* WHAT THIS EXERCISE ASKS:
A. Repeat word for word the stretch of the O'Dea High School text from "O'Dea High School is" through "aid every year.".
B. From the O'Dea High School text, list each student group reported for 2020 together with its percentage.
C. Resume the O'Dea High School text after its last line.

* PASSAGE SHOWN:
O'Dea High School is a Catholic all boys high school founded in 1923 and is located in Seattle's First Hill neighborhood. The school is named after Edward John O'Dea who was bishop of Seattle when the school was built. O'Dea is a part of the Archdiocese of Seattle.

Of its 507 students in four grades in 2020, 60% were Catholics, 58% were Caucasian, 13% were African American, and 19% were multi-racial. There are 36 instructors and the student-teacher ratio is 14 to 1. The tuition at O'Dea High School for the 2019-2020 school year was $16,576; the school provides over $1 million in financial aid every year.

Clubs
O'Dea High School has many school clubs, each supported and sponsored by the school by a yearly club fair and funds from the school's treasury. A list of some O'Dea Clubs:
Black Students United For Excellence(BSUE)

(Region pointing data)
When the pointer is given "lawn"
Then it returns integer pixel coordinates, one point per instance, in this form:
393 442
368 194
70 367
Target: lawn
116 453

* OUTPUTS FOR THE TASKS:
A.
O'Dea High School is a Catholic all boys high school founded in 1923 and is located in Seattle's First Hill neighborhood. The school is named after Edward John O'Dea who was bishop of Seattle when the school was built. O'Dea is a part of the Archdiocese of Seattle.

Of its 507 students in four grades in 2020, 60% were Catholics, 58% were Caucasian, 13% were African American, and 19% were multi-racial. There are 36 instructors and the student-teacher ratio is 14 to 1. The tuition at O'Dea High School for the 2019-2020 school year was $16,576; the school provides over $1 million in financial aid every year.

B.
Catholics: 60%
Caucasian: 58%
African American: 13%
Multi-racial: 19%

C.
Latino Heritage Club
O'Dea  100 Club
Asian and Pacific Islander Heritage Club 
Japanese Cultural Club
Korean Cultural Club
National Honor Society - O'Dea Chapter
Junior State of America - O'Dea Chapter
Knowledge Bowl Club
Service Club
Chess Club
Student Ambassadors
Rhythm & Poetry
Student Advisors for Equity
eSports
Digital Media Club (DMC)
Technology Ambassadors
O’Dea Design Club
Investment Club
Korean Club

Athletics
O'Dea High School has had many notable alumni go on to great success in College and Professional athletics.  A list of currently offered sports by season:
 Fall: Cross Country, Football, Golf
 Winter: Basketball, Swimming, Wrestling
 Spring: Baseball, Golf, Lacrosse, Soccer, Tennis, Track

Notable alumni

Patrick Henry Brady, Major General, U.S. Army (retired), Vietnam Medal of Honor and Distinguished Service Cross recipient.
Chris Banchero, current professional basketball player
Paolo Banchero, NCAA basketball player for Duke and first overall pick in the 2022 NBA draft.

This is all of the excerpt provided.